Study material:
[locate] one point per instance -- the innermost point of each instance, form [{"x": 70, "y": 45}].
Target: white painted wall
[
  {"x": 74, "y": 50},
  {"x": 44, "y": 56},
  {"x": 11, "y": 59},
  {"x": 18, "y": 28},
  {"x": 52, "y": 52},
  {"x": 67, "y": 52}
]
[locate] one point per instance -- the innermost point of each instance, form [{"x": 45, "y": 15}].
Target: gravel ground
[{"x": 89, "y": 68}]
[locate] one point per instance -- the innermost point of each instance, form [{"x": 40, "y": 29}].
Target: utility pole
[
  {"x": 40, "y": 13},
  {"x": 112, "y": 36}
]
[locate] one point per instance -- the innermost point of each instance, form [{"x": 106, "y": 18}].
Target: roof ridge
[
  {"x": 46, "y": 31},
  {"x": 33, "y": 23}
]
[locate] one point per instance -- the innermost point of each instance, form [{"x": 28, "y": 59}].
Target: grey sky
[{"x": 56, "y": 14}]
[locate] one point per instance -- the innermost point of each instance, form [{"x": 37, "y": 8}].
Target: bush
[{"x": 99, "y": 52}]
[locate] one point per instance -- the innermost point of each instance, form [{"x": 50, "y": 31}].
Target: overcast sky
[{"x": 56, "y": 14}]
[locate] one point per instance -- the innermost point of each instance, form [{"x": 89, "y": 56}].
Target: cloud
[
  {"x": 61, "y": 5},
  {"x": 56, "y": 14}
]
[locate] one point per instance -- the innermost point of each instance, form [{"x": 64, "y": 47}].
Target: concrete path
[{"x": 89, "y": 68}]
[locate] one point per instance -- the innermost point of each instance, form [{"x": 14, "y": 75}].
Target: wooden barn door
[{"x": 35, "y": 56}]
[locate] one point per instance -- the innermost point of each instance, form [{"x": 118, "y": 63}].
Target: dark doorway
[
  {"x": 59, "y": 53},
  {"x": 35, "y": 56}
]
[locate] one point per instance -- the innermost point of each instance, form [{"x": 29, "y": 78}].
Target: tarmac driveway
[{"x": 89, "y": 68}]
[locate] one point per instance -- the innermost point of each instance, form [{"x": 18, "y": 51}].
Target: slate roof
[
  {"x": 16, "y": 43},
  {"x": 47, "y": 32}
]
--
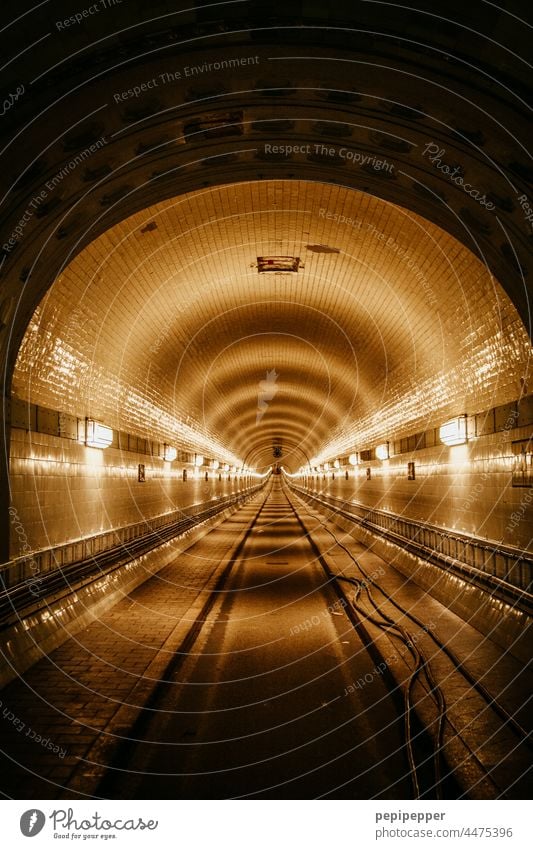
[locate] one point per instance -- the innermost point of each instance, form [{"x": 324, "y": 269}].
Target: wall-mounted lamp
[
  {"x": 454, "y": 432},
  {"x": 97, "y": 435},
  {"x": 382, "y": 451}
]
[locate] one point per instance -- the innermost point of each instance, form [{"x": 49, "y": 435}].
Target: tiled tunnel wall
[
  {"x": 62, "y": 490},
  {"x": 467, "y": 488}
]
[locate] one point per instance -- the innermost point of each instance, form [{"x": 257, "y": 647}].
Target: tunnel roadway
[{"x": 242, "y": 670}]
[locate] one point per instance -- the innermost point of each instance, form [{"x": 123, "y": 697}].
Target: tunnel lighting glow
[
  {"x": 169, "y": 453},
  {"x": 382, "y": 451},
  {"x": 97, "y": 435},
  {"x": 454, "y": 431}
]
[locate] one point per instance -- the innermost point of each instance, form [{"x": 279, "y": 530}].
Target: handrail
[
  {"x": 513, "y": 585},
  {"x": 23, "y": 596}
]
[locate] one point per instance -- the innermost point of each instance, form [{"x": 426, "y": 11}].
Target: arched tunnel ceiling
* * *
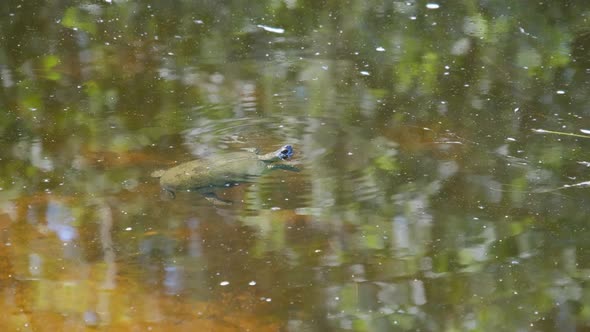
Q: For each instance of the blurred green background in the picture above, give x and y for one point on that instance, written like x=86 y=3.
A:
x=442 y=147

What you need to do: The answer is the lines above between the line holding "Target: handrail" and the line holding "Target: arched tunnel ceiling", inclusive, each written out exactly, and no others.

Task response:
Target: handrail
[
  {"x": 513, "y": 585},
  {"x": 23, "y": 596}
]
[locate] one point per instance -- the innermost point of each instance, form [{"x": 426, "y": 11}].
Target: arched tunnel ceiling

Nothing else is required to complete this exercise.